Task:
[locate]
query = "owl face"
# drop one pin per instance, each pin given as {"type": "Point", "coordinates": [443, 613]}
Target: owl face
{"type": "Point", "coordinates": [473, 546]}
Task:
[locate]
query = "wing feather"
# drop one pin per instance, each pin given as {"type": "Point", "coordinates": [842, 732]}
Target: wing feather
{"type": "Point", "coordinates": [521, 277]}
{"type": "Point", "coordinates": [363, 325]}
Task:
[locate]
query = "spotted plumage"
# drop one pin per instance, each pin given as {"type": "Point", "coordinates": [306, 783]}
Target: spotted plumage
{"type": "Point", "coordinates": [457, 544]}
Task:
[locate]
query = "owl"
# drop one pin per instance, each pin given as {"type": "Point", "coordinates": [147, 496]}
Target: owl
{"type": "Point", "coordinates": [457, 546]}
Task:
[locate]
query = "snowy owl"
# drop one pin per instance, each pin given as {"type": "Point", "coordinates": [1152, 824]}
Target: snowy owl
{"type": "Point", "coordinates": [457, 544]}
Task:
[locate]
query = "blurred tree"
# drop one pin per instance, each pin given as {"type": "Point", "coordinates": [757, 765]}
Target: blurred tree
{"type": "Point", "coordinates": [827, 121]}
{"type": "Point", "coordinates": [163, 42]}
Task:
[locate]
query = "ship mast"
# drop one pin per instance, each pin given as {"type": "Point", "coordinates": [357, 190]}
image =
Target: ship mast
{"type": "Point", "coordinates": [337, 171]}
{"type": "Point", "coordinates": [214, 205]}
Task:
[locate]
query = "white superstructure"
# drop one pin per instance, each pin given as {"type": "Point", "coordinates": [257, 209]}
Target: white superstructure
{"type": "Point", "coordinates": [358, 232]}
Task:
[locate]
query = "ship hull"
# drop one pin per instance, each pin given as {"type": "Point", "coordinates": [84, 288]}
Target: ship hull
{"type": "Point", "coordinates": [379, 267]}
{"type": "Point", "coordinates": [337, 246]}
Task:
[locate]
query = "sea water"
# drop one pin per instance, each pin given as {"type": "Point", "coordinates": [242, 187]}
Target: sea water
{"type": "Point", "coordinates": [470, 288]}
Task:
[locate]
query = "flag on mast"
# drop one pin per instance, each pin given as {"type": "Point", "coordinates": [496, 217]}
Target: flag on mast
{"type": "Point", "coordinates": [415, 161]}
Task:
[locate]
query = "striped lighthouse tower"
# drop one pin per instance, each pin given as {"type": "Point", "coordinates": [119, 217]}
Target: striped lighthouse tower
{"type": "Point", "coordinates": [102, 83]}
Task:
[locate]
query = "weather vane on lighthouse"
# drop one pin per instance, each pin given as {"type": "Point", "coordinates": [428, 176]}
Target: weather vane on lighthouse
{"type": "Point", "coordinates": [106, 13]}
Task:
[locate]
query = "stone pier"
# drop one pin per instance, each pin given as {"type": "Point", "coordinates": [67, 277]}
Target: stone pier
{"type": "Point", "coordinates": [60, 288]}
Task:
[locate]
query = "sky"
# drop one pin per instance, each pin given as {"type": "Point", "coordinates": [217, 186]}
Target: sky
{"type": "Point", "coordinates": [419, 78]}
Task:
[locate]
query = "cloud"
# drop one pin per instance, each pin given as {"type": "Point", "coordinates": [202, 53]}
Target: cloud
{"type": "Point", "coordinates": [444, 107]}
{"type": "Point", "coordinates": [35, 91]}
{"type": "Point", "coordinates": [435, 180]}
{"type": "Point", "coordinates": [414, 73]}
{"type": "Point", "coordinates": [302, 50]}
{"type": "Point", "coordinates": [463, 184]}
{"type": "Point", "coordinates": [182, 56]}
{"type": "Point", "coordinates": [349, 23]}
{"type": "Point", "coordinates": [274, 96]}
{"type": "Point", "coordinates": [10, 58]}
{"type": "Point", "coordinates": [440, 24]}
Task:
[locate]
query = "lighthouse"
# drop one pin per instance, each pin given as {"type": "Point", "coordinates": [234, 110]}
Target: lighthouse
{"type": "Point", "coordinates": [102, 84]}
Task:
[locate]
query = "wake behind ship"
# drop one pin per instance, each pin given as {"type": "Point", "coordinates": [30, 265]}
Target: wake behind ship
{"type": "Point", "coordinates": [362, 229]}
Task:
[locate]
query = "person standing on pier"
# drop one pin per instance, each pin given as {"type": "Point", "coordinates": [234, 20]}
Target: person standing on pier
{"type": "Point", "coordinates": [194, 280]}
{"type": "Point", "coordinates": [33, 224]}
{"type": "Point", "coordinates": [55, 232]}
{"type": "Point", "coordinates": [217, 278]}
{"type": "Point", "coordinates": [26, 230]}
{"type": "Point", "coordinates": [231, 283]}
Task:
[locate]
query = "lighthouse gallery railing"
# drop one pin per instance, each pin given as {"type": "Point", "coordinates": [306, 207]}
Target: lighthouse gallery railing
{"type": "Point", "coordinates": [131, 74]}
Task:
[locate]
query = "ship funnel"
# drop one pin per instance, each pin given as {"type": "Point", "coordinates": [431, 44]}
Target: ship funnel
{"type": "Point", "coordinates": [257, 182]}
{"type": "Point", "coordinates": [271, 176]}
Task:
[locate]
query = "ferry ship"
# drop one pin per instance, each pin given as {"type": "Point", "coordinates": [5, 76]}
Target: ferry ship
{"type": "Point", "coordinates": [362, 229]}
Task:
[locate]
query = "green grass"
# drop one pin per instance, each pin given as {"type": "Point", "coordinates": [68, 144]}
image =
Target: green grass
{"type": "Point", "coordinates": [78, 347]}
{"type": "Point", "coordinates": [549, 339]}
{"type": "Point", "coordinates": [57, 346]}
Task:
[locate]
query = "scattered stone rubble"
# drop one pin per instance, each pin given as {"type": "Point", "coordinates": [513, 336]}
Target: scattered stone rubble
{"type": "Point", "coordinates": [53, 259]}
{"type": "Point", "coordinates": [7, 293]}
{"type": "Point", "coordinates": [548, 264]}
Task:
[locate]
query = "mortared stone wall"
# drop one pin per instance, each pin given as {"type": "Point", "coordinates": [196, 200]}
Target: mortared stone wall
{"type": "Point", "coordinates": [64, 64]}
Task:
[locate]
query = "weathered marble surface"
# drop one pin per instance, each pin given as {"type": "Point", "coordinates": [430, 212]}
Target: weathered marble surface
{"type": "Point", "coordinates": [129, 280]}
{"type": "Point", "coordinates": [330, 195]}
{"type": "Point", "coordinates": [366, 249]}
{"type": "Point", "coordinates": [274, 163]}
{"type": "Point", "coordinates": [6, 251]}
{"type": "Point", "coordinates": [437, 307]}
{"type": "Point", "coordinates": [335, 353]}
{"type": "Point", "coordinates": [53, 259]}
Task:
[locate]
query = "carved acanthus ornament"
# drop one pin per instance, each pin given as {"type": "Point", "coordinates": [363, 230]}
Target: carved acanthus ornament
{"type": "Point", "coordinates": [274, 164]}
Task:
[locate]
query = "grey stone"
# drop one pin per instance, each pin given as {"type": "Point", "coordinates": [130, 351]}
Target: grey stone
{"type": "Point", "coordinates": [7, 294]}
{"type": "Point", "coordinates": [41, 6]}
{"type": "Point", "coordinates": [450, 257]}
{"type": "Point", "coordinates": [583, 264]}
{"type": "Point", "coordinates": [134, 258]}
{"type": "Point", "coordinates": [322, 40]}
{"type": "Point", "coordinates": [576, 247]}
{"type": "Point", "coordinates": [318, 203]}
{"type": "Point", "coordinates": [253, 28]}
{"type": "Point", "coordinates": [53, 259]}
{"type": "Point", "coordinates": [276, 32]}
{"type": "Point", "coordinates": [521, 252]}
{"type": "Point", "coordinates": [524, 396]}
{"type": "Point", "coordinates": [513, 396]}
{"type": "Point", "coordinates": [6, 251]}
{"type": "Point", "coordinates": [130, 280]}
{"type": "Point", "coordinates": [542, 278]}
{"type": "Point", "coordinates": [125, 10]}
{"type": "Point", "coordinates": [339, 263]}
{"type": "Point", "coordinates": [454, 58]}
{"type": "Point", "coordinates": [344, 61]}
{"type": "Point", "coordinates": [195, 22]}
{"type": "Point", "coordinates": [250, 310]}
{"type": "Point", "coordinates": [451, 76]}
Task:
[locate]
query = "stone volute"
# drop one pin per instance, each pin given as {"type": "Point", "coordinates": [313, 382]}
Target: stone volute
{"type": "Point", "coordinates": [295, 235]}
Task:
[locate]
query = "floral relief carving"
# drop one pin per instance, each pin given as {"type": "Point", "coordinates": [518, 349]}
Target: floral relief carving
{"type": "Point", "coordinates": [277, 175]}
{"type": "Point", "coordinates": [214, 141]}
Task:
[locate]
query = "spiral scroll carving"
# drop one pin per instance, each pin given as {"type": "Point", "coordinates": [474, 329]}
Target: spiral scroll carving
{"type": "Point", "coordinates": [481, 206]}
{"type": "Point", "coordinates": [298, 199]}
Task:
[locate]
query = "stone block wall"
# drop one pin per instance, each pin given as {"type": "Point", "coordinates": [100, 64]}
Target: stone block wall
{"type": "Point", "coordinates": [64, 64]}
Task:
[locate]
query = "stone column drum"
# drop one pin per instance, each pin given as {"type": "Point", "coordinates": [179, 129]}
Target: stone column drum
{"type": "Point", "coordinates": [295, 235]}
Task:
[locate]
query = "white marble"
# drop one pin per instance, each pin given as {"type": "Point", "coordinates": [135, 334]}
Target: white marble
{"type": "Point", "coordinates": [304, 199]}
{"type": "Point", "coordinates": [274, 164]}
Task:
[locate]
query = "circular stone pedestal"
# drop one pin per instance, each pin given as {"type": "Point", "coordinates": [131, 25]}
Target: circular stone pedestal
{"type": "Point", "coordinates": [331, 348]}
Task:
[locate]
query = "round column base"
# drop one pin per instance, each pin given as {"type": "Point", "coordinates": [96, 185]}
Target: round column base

==========

Copy out each line above that contains the word "drum", matching its case.

> _Full response_:
query = "stone column drum"
Target: stone column drum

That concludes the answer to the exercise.